Matka Agrafka: „Śmierć jeździ bez pasów”
Na każde 100 wypadków w naszym kraju ginie prawie 12 osób - aż trzy razy więcej niż wynosi średnia europejska. Znacznie gorzej na tle innych Europejczyków wypadamy też w kwestii zapinania pasów bezpieczeństwa. Jedna z naszych użytkowniczek, wraz z kilkorgiem znajomych blogerów, postanowiła zabrać głos w tej sprawie.
Tekst pochodzi z bloga Matka Agrafka:
Pamiętam, jako małe dziecko, w czasach dawnych, całkiem innych i niezrozumiałych dla kolejnego pokolenia, jak złamałam nogę. Rowerzysta mnie potrącił. Były to czasy kiedy każdy kradł w miejscu pracy, kiedy jeszcze wymieniano się, szampon za mięso, a mydło za ubranie dziecięce.
Mój tata był policjantem. Pamiętam jak po pechowym złamaniu kończyny jechaliśmy do szpitala, radiowozem policyjnym. Jednak radiowóz dostał zgłoszenie, zmieniliśmy kierunek jazdy, pamiętam jak patrzyłam na stopy, na jednej miałam czerwonego lakierka z czarną kokardką, na drugiej tylko podkolanówkę.
Jechaliśmy gdzieś. Na miejscu widziałam karetkę pogotowia, lekarzy lub sanitariuszy, którzy stali obok drzewa i palili papierosy, rozmawiali. Miałam zostać w samochodzie i poczekać, drugi radiowóz miał nas zabrać z tego miejsca i podwieźć do szpitala. Mój tata wysiadł z samochodu razem z policjantami, a ja się nudziłam więc wyciągnęłam mocno głowę, żeby widzieć coś przez okno.
Nie mogłam wstać, ani się unieść, bo noga bardzo mnie bolała, jednak kiedy podniosłam mocno głowę widziałam miejsce wypadku. Czarny but leżał przy drodze, obok pracowników pogotowia. Kawałek za drzewem widziałam czarny worek albo brezent, wiem że przykrywał ciało. Przy drzewie stał samochód, Polonez, z tych starych, jednak nie wiem jak się nazywały. Kolor zgniłej zieleni.

ZAPISANE DANE:

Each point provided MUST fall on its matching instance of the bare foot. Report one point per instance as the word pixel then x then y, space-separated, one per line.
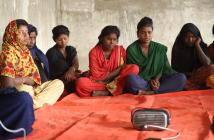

POLECENIE: Przepisz słowo w słowo fragment tekstu o pasach bezpieczeństwa od „Matka Agrafka: „Śmierć” aż po „w tej sprawie.”.

PEŁNA ODPOWIEDŹ:
Matka Agrafka: „Śmierć jeździ bez pasów”
Na każde 100 wypadków w naszym kraju ginie prawie 12 osób - aż trzy razy więcej niż wynosi średnia europejska. Znacznie gorzej na tle innych Europejczyków wypadamy też w kwestii zapinania pasów bezpieczeństwa. Jedna z naszych użytkowniczek, wraz z kilkorgiem znajomych blogerów, postanowiła zabrać głos w tej sprawie.